Extrait retenu:
###

Le Journal de Michel Perdrial
Le Journal de Michel Perdrial



Loïc Boyer
Je suis l’auteur de textes courts qui furent publiés depuis mil neuf cent quatre-vingt-quinze dans des revues littéraires en France (Supérieur Inconnu, Supplément d’Ame, Nouvelle Donne, Le Bord de l’Eau, Pris de Peur, l’Art du Bref, Sol’Air, Gros Textes, Salmigondis, Verso, Décharge, Bulle, Filigranes, Diérèse, Martobre, Comme ça et Autrement, (Cahier d’) Ecritures, La Nef des Fous), en Belgique (Traversées, Ecrits Vains, L’Arbre à Plumes, Inédit Nouveau, Bleu d’Encre), au Canada (Les Saisons Littéraires) et en Italie (Les Cahiers du Ru).
Les courageuses Editions du Chardon ont publié en mil neuf cent quatre-vingt-dix-neuf Erotica, un recueil de vingt-huit de ces textes, illustré par Isabelle Pio et Antoine Lopez et préfacé par Sarane Alexandrian, toujours disponible auprès de moi.
Je suis également l’auteur d’une pièce de théâtre et de plusieurs romans ou récits à ce jour inédits.
Depuis le onze novembre deux mille six, je publie mon Journal via Internet, un temps sous-titré Persiflages, moquages et autres énervages mâtinés de complimentages et de contentages. Sa première partie est lisible chez Eklablog, la deuxième ici.
Je vis au centre de Rouen dans un ancien monastère où autrefois les Sœurs de la Miséricorde se vouaient à l’éducation des jeunes filles.







Rss

Au Sud, neuvième : Gujan-Mestras et La Hume

11 avril 2019


Le brouillard est de sortie ce mardi. Il cache la côte d’en face et masque partiellement la grande roue installée devant le Café de la Plage vers lequel je me dirige comme chaque jour.

###

Objet de la tâche:
Pouvez-vous recopier intégralement l'extrait retenu ci-dessus, sans y changer un seul mot ?

###

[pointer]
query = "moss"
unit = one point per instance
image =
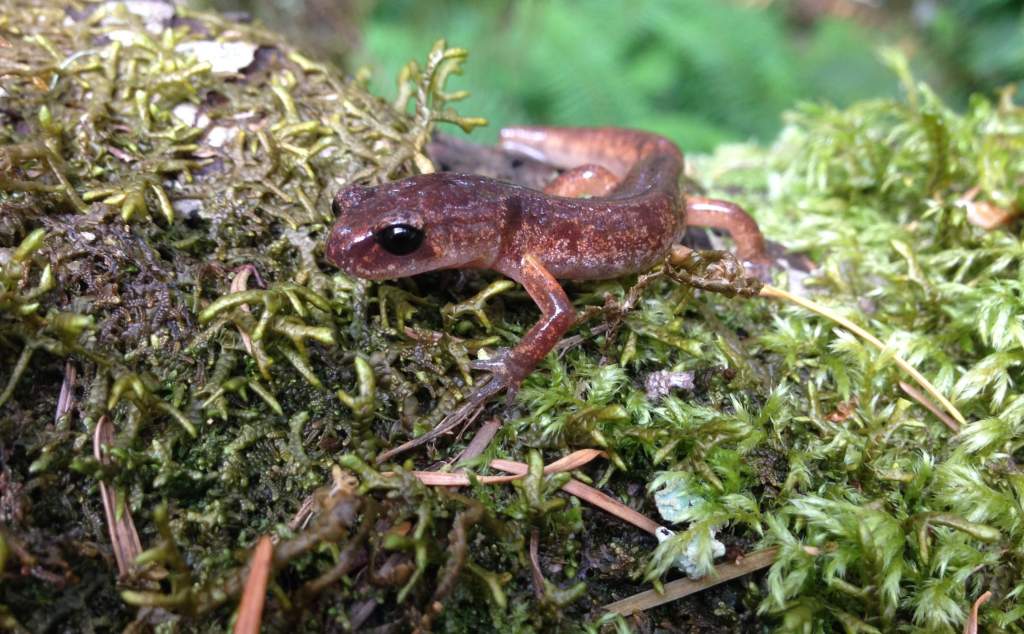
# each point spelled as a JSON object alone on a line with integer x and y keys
{"x": 165, "y": 269}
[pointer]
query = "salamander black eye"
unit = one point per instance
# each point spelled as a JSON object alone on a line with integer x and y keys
{"x": 399, "y": 239}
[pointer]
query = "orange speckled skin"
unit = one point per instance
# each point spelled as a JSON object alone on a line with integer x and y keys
{"x": 473, "y": 221}
{"x": 529, "y": 236}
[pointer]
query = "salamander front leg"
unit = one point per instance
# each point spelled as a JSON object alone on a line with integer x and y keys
{"x": 510, "y": 366}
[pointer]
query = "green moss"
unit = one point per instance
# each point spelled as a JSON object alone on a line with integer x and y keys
{"x": 121, "y": 226}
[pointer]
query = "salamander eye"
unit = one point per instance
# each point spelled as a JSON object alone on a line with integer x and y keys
{"x": 399, "y": 239}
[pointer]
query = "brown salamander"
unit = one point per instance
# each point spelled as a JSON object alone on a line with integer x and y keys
{"x": 449, "y": 220}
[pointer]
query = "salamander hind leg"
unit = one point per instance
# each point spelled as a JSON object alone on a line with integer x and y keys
{"x": 740, "y": 225}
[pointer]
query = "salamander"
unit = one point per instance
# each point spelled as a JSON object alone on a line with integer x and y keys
{"x": 616, "y": 210}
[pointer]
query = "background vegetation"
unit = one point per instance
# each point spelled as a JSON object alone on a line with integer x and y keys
{"x": 701, "y": 72}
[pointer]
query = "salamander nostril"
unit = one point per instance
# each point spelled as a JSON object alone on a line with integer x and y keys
{"x": 399, "y": 239}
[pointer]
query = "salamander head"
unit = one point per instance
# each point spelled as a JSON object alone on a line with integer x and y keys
{"x": 411, "y": 226}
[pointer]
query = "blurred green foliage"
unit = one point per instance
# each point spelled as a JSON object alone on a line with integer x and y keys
{"x": 700, "y": 72}
{"x": 697, "y": 72}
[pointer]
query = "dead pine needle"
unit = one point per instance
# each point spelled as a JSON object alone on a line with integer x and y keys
{"x": 770, "y": 291}
{"x": 685, "y": 587}
{"x": 971, "y": 627}
{"x": 251, "y": 606}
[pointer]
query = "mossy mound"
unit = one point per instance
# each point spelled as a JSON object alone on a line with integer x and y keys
{"x": 165, "y": 185}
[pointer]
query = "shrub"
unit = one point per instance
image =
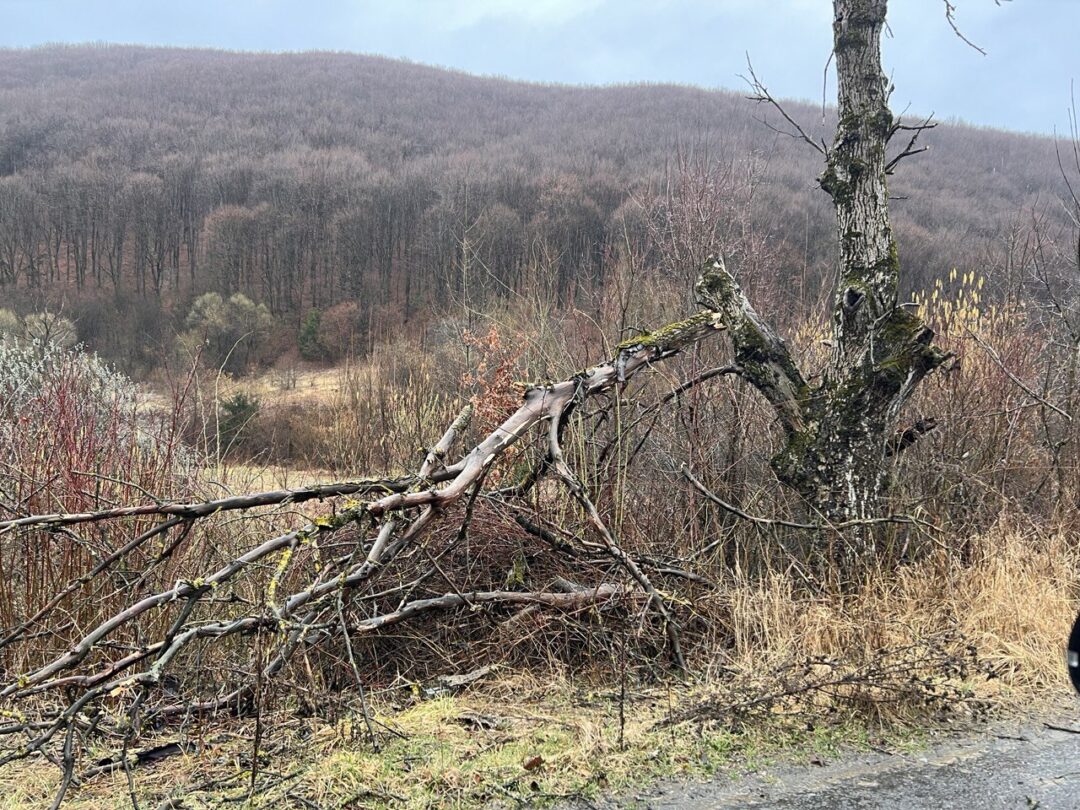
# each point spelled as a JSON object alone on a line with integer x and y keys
{"x": 237, "y": 413}
{"x": 229, "y": 331}
{"x": 11, "y": 325}
{"x": 309, "y": 341}
{"x": 48, "y": 327}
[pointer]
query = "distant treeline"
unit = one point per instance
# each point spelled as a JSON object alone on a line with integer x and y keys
{"x": 134, "y": 179}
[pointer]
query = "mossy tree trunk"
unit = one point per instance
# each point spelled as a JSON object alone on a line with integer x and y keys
{"x": 838, "y": 435}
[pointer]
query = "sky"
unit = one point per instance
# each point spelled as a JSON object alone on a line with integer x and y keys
{"x": 1024, "y": 81}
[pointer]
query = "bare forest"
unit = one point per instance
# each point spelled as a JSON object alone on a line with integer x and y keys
{"x": 350, "y": 407}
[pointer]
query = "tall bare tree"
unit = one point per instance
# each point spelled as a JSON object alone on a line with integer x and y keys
{"x": 839, "y": 433}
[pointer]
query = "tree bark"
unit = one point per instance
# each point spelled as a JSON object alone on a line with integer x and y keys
{"x": 838, "y": 434}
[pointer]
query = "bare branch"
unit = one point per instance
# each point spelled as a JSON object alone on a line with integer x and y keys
{"x": 761, "y": 95}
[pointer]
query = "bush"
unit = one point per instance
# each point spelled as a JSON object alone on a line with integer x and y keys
{"x": 11, "y": 325}
{"x": 75, "y": 439}
{"x": 309, "y": 341}
{"x": 237, "y": 413}
{"x": 48, "y": 327}
{"x": 230, "y": 332}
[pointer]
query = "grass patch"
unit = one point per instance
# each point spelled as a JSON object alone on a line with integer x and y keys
{"x": 516, "y": 742}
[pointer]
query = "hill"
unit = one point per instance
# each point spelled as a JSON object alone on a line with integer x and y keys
{"x": 132, "y": 179}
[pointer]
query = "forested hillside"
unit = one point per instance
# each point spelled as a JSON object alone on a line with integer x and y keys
{"x": 133, "y": 179}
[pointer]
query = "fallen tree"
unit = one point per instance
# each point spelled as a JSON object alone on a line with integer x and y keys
{"x": 352, "y": 572}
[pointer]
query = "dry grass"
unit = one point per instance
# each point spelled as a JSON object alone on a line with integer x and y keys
{"x": 1009, "y": 606}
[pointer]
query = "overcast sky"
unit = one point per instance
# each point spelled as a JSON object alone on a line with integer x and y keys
{"x": 1023, "y": 82}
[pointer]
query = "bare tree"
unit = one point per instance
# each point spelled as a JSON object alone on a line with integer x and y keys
{"x": 839, "y": 433}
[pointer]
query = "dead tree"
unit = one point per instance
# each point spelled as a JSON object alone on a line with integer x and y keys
{"x": 837, "y": 436}
{"x": 839, "y": 433}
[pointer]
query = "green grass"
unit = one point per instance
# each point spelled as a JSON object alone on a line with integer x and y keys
{"x": 536, "y": 745}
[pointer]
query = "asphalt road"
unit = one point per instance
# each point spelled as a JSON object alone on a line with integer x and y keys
{"x": 1000, "y": 768}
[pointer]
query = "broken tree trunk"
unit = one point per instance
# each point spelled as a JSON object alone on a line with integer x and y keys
{"x": 838, "y": 434}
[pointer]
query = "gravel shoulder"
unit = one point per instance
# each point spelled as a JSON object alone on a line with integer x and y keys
{"x": 1006, "y": 766}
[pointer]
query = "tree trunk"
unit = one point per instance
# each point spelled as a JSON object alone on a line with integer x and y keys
{"x": 838, "y": 436}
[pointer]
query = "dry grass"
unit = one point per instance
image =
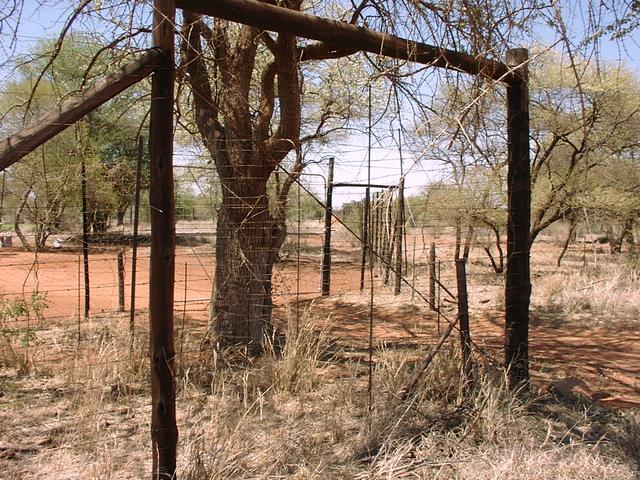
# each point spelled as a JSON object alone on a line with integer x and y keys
{"x": 609, "y": 288}
{"x": 300, "y": 411}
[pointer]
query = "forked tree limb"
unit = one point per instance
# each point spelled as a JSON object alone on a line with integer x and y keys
{"x": 343, "y": 35}
{"x": 23, "y": 142}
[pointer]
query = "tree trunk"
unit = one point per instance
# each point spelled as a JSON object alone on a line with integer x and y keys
{"x": 248, "y": 241}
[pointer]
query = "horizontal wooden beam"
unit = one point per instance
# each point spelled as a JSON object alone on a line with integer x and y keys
{"x": 26, "y": 140}
{"x": 346, "y": 36}
{"x": 363, "y": 185}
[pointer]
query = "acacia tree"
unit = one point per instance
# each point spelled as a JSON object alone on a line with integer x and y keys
{"x": 247, "y": 93}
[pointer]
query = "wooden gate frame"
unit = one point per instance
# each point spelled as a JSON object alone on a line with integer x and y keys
{"x": 344, "y": 38}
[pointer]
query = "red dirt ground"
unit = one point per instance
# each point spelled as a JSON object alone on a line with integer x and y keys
{"x": 607, "y": 360}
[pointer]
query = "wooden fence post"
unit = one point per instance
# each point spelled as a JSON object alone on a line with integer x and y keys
{"x": 134, "y": 244}
{"x": 518, "y": 286}
{"x": 463, "y": 316}
{"x": 326, "y": 248}
{"x": 85, "y": 239}
{"x": 365, "y": 235}
{"x": 120, "y": 262}
{"x": 399, "y": 237}
{"x": 164, "y": 432}
{"x": 432, "y": 276}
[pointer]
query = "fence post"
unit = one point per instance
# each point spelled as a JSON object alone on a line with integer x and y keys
{"x": 365, "y": 236}
{"x": 375, "y": 218}
{"x": 326, "y": 248}
{"x": 399, "y": 237}
{"x": 463, "y": 316}
{"x": 85, "y": 239}
{"x": 518, "y": 286}
{"x": 432, "y": 276}
{"x": 134, "y": 244}
{"x": 120, "y": 261}
{"x": 164, "y": 432}
{"x": 4, "y": 174}
{"x": 413, "y": 270}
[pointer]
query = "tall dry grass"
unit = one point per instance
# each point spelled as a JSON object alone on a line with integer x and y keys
{"x": 301, "y": 411}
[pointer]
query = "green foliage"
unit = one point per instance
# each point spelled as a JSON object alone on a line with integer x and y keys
{"x": 15, "y": 336}
{"x": 45, "y": 186}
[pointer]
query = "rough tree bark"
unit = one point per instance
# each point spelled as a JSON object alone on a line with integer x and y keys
{"x": 247, "y": 148}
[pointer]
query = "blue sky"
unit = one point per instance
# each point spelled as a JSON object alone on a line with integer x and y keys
{"x": 351, "y": 153}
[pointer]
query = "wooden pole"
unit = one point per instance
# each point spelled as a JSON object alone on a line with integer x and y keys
{"x": 85, "y": 238}
{"x": 376, "y": 226}
{"x": 518, "y": 284}
{"x": 432, "y": 276}
{"x": 16, "y": 146}
{"x": 390, "y": 236}
{"x": 463, "y": 316}
{"x": 134, "y": 243}
{"x": 164, "y": 432}
{"x": 344, "y": 37}
{"x": 4, "y": 174}
{"x": 413, "y": 270}
{"x": 364, "y": 236}
{"x": 120, "y": 262}
{"x": 326, "y": 248}
{"x": 399, "y": 238}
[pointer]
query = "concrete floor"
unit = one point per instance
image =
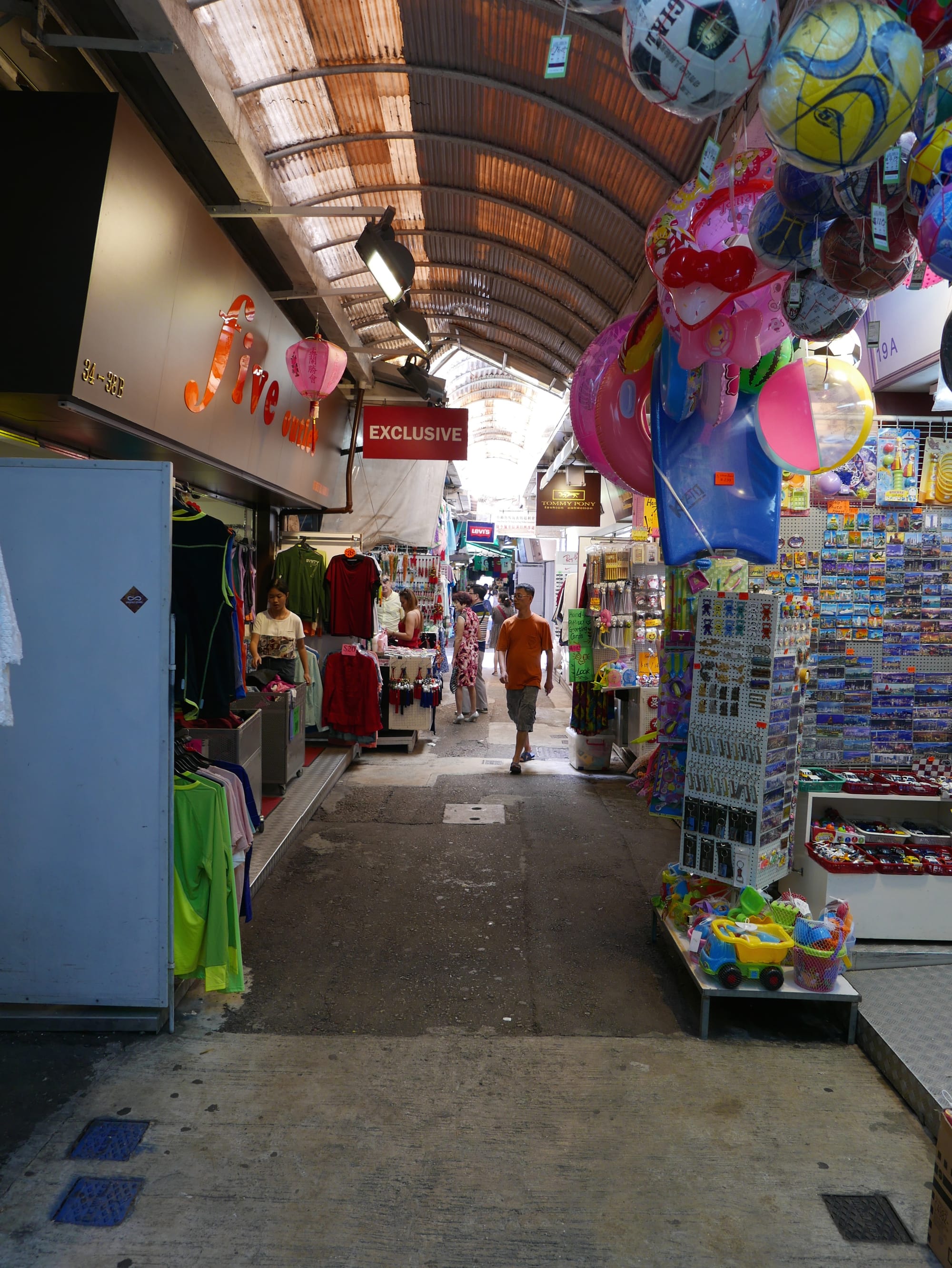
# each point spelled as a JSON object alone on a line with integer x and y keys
{"x": 458, "y": 1047}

###

Résultat de la tâche:
Le Journal de Michel Perdrial
Le Journal de Michel Perdrial



Loïc Boyer
Je suis l’auteur de textes courts qui furent publiés depuis mil neuf cent quatre-vingt-quinze dans des revues littéraires en France (Supérieur Inconnu, Supplément d’Ame, Nouvelle Donne, Le Bord de l’Eau, Pris de Peur, l’Art du Bref, Sol’Air, Gros Textes, Salmigondis, Verso, Décharge, Bulle, Filigranes, Diérèse, Martobre, Comme ça et Autrement, (Cahier d’) Ecritures, La Nef des Fous), en Belgique (Traversées, Ecrits Vains, L’Arbre à Plumes, Inédit Nouveau, Bleu d’Encre), au Canada (Les Saisons Littéraires) et en Italie (Les Cahiers du Ru).
Les courageuses Editions du Chardon ont publié en mil neuf cent quatre-vingt-dix-neuf Erotica, un recueil de vingt-huit de ces textes, illustré par Isabelle Pio et Antoine Lopez et préfacé par Sarane Alexandrian, toujours disponible auprès de moi.
Je suis également l’auteur d’une pièce de théâtre et de plusieurs romans ou récits à ce jour inédits.
Depuis le onze novembre deux mille six, je publie mon Journal via Internet, un temps sous-titré Persiflages, moquages et autres énervages mâtinés de complimentages et de contentages. Sa première partie est lisible chez Eklablog, la deuxième ici.
Je vis au centre de Rouen dans un ancien monastère où autrefois les Sœurs de la Miséricorde se vouaient à l’éducation des jeunes filles.







Rss

Au Sud, neuvième : Gujan-Mestras et La Hume

11 avril 2019


Le brouillard est de sortie ce mardi. Il cache la côte d’en face et masque partiellement la grande roue installée devant le Café de la Plage vers lequel je me dirige comme chaque jour.